- **Problem statement**: Transcribe exactly the line containing "Please put a marker on the blue" and every line after it, through the end of the records below.

- **Provided records**:
----------
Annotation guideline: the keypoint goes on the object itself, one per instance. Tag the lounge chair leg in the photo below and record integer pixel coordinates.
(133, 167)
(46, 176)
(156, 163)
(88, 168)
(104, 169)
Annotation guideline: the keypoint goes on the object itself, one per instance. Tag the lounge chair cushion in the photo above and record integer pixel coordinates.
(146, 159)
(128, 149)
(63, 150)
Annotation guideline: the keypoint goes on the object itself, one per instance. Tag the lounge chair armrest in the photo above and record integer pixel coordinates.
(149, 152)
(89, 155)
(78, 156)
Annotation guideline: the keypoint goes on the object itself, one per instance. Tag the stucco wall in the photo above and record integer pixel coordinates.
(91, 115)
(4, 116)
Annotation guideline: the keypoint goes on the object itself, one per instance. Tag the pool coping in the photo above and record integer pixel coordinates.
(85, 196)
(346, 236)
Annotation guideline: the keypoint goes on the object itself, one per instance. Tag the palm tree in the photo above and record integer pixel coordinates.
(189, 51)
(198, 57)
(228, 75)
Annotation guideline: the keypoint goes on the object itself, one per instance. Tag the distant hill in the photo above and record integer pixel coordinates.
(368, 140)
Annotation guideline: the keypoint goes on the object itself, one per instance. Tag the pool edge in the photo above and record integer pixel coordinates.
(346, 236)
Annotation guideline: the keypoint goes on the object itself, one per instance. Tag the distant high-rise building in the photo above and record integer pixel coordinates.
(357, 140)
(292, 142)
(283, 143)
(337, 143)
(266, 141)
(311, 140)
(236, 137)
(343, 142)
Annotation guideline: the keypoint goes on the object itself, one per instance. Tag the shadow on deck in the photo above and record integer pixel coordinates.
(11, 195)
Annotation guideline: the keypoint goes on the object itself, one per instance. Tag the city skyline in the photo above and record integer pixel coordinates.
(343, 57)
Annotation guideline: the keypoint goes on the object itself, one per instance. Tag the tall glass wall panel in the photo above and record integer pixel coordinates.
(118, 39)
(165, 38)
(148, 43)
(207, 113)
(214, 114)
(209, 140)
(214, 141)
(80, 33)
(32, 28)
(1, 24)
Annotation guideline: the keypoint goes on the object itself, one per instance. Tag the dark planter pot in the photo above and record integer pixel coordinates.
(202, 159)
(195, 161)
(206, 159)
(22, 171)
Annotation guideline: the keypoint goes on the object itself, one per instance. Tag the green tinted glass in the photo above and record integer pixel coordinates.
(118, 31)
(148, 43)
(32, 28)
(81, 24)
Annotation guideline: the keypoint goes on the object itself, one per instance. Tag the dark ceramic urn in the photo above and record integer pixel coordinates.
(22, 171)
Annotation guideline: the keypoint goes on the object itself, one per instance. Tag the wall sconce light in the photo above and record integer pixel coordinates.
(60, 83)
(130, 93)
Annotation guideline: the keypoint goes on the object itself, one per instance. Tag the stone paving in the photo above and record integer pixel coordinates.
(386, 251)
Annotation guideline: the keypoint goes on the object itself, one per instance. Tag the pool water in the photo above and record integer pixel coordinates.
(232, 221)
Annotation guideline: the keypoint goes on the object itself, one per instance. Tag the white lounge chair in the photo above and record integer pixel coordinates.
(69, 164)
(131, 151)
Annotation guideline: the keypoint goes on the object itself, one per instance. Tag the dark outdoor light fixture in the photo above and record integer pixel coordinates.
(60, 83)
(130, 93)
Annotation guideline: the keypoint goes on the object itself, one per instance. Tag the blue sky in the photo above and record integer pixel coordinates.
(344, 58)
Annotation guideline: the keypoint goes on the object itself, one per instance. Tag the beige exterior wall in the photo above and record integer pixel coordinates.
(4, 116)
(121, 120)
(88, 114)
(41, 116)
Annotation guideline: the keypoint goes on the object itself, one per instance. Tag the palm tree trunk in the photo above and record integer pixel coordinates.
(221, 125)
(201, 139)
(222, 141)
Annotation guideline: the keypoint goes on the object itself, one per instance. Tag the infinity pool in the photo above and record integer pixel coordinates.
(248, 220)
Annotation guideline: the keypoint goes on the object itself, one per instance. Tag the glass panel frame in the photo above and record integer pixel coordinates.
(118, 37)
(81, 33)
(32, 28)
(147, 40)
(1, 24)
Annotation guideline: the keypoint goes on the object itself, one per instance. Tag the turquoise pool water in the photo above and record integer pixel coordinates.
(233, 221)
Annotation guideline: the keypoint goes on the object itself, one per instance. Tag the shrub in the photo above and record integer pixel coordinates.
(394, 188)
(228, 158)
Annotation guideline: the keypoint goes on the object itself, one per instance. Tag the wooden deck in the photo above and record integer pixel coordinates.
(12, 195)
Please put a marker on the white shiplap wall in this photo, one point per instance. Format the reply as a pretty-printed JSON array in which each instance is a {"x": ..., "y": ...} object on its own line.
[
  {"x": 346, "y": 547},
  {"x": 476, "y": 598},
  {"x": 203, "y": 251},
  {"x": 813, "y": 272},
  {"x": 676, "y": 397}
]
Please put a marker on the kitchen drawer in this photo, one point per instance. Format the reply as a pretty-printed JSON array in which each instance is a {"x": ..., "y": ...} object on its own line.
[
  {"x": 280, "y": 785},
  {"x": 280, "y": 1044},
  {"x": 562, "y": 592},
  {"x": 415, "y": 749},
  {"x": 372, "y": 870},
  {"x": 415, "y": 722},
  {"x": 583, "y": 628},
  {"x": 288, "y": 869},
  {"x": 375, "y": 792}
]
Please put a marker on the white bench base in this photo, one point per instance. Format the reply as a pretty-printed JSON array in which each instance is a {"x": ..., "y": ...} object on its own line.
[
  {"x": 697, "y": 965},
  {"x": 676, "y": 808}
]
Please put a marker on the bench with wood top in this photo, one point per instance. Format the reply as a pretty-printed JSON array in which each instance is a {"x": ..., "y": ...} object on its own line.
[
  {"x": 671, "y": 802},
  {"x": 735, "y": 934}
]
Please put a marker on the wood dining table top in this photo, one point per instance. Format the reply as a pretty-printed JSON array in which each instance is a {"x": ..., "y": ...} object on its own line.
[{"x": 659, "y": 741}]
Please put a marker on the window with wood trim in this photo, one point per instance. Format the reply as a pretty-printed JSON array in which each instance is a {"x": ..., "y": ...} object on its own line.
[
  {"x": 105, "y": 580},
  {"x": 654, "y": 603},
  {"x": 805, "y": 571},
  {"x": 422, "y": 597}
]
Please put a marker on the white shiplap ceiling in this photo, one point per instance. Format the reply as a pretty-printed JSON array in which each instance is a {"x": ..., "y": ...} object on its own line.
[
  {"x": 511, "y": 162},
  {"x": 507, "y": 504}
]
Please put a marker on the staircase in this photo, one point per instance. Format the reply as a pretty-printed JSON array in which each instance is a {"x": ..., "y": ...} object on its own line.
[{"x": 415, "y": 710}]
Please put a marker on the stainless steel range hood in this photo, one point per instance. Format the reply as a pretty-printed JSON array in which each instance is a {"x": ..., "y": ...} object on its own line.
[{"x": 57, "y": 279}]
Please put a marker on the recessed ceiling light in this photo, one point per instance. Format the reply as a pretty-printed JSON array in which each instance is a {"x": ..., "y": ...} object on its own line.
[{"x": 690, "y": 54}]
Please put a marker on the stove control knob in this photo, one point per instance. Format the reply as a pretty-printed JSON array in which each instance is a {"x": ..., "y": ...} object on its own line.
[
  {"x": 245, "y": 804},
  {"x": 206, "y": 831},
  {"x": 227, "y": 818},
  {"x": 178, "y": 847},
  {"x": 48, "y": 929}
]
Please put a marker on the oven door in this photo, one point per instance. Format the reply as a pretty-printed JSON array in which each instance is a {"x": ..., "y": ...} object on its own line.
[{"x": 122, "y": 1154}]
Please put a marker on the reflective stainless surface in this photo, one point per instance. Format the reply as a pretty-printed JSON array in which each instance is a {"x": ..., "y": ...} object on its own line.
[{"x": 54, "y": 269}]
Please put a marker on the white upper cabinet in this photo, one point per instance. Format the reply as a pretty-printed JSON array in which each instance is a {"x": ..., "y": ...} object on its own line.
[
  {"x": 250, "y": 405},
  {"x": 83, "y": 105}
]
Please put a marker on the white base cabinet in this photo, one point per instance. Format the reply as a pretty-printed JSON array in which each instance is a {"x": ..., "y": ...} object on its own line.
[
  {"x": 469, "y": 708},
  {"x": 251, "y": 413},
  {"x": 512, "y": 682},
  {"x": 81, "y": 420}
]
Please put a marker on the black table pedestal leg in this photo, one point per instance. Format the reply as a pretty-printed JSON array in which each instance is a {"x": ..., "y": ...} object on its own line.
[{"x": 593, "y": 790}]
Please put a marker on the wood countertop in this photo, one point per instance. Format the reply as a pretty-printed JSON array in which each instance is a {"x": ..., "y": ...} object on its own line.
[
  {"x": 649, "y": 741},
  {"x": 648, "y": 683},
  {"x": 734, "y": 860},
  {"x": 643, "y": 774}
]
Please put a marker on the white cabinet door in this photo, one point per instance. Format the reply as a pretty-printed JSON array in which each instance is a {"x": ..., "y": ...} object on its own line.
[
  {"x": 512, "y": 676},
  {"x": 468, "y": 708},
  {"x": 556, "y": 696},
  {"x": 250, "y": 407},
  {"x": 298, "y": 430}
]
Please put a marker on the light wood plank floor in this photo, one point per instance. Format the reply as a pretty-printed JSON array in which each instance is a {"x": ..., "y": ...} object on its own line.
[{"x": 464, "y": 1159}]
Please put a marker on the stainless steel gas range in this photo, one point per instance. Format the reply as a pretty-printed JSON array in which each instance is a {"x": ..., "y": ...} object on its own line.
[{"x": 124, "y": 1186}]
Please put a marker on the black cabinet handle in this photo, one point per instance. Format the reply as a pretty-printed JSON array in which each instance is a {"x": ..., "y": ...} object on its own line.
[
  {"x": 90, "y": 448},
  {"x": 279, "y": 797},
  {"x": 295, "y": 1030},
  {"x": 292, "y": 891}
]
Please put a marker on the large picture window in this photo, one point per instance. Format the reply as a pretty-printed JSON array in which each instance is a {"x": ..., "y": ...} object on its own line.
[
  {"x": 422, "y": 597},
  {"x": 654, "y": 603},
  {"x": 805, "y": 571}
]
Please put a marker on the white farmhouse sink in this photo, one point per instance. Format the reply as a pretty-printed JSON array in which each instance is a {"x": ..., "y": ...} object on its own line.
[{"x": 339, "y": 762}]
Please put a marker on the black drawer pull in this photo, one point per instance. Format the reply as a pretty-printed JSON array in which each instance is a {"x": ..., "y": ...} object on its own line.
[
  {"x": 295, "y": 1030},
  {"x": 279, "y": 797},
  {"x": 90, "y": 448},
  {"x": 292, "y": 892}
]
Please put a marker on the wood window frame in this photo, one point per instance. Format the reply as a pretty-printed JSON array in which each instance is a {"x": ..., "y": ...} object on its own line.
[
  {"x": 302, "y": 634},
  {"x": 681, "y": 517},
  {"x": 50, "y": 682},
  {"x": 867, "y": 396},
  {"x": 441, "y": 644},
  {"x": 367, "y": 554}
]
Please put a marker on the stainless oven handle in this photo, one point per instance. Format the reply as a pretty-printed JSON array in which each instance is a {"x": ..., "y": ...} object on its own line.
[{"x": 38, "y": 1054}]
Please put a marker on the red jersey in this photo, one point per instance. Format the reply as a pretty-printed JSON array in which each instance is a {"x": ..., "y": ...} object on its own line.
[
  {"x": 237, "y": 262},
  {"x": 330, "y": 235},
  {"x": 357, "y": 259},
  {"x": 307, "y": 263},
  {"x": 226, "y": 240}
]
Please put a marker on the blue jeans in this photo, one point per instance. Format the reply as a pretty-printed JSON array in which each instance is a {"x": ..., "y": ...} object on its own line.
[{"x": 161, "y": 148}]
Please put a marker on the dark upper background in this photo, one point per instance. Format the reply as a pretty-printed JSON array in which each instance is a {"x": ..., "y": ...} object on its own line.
----------
- **Exercise output**:
Please put a marker on the blue jeans in this photo, one point per instance. Format the reply as a pretty-printed JSON array in which each instance is a {"x": ..., "y": ...} object on its own line.
[{"x": 161, "y": 148}]
Please put a marker on the dark upper background in this photo, one point per instance. Format the reply as a pretty-printed JSON array in which each instance is a {"x": ..., "y": ...} object on its own line.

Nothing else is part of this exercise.